Written problem » Give back the line where "of the black" appears and all the lines after it until the listing ends, unchanged and with nothing else.

Provided records »
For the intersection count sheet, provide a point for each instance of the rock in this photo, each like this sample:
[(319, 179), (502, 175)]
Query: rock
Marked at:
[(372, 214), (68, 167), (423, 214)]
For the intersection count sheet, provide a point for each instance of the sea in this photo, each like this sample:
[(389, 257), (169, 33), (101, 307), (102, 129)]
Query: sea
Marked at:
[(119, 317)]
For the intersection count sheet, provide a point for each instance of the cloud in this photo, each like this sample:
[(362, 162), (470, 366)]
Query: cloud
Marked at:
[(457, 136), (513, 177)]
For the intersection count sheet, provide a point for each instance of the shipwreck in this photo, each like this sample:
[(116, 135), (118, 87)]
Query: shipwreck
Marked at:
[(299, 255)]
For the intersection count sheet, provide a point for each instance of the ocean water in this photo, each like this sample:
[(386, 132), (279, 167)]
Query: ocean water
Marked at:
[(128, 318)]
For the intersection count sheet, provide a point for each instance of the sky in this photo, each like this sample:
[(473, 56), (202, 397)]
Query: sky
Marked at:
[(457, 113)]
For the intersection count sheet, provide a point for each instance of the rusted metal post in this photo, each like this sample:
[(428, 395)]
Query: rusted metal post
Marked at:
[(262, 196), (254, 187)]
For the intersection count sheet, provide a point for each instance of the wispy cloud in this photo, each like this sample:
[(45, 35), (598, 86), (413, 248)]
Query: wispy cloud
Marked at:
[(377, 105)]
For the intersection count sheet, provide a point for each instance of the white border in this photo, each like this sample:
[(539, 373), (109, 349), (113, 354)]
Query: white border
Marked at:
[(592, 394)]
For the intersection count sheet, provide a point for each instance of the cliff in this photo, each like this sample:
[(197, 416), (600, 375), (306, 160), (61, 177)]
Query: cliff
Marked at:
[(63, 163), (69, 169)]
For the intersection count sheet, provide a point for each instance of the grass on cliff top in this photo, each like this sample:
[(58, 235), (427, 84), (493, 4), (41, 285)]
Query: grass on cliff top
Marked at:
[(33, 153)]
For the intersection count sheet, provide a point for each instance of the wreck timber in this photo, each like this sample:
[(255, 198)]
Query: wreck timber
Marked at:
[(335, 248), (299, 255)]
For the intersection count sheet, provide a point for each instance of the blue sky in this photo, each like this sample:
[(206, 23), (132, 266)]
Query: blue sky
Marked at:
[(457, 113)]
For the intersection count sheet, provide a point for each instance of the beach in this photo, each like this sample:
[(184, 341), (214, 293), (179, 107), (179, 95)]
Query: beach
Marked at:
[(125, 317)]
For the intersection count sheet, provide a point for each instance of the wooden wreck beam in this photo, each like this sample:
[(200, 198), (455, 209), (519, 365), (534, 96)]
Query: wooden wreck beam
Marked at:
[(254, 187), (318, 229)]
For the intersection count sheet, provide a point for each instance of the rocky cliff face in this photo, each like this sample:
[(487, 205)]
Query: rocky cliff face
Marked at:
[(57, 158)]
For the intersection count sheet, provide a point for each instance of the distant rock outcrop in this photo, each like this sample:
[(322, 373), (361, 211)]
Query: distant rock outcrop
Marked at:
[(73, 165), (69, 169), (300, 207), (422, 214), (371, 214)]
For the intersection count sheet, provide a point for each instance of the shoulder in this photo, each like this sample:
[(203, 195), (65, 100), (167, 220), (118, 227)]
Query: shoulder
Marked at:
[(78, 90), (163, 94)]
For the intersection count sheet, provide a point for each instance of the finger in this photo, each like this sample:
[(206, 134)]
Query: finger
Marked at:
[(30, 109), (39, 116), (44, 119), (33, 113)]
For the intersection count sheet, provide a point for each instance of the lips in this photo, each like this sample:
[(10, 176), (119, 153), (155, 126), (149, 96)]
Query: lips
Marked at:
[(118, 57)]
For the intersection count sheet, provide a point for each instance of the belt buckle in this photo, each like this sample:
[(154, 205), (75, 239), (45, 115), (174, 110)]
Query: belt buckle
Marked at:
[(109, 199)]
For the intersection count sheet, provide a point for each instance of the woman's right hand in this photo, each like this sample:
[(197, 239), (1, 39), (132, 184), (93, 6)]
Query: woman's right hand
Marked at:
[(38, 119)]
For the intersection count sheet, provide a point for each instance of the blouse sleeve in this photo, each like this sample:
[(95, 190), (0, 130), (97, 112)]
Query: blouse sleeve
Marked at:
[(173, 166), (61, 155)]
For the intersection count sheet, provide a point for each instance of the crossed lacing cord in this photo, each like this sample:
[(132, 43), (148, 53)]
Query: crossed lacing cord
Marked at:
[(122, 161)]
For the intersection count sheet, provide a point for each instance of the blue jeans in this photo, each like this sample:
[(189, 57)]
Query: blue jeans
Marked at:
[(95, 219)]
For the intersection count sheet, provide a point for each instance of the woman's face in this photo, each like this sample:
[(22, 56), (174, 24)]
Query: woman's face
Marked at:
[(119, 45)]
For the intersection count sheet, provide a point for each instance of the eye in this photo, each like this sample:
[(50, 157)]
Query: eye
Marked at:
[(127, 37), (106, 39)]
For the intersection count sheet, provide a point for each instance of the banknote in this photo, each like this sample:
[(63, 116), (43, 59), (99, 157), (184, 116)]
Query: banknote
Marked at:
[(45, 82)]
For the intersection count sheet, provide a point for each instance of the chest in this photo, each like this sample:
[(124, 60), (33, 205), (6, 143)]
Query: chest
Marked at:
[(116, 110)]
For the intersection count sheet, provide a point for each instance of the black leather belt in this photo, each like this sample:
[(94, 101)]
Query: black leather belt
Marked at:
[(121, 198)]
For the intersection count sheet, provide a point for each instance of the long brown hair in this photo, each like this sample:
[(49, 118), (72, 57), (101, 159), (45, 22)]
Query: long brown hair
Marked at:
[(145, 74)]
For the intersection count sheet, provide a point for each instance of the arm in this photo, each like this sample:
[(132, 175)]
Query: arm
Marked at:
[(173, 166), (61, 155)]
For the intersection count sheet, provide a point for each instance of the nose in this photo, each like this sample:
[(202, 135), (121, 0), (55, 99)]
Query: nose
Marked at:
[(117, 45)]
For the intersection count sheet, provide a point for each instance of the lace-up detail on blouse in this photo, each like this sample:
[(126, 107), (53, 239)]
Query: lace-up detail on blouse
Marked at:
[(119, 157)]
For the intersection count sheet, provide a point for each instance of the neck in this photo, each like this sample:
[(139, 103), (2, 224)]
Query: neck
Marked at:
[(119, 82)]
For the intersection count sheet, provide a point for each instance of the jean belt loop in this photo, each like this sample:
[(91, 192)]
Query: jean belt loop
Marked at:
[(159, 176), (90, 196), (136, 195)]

Exercise output »
For the intersection count sheet, provide a point for each instance of the black leather belt in this photo, each like this sample:
[(94, 101)]
Query: black leather belt
Marked at:
[(121, 198)]
For the intersection count sheet, provide a point for each instance of the long brown hair in this photo, each like this sample:
[(49, 118), (72, 57), (101, 159), (45, 22)]
Query: long brown hair
Marked at:
[(145, 74)]
For the intersection count sheet, provide a point for each instance of the arm in this photo, each like this sample:
[(132, 175)]
Query: arm
Marked at:
[(173, 166), (61, 155)]
For the intersection count sheet, provide a point for each instance of the nose in this photo, each like this sample:
[(202, 135), (121, 0), (55, 99)]
Query: nose
Marked at:
[(117, 45)]
For the intersection count sheet, provide a point for each instance of the lace-up detail on blouse in this photo, each like this sample:
[(126, 107), (53, 239)]
Query: lace-up detail on blouse
Marked at:
[(119, 157)]
For the intersection count sheet, provide a point for each instance of the neck in this photo, each like this sample:
[(139, 103), (2, 224)]
Query: neck
Marked at:
[(119, 82)]
For the intersection count sheet, provide a point for each instance of the jean belt loop in this photo, each like this sample:
[(91, 192)]
Query: jean belt loop
Marked at:
[(159, 176), (90, 196), (136, 195)]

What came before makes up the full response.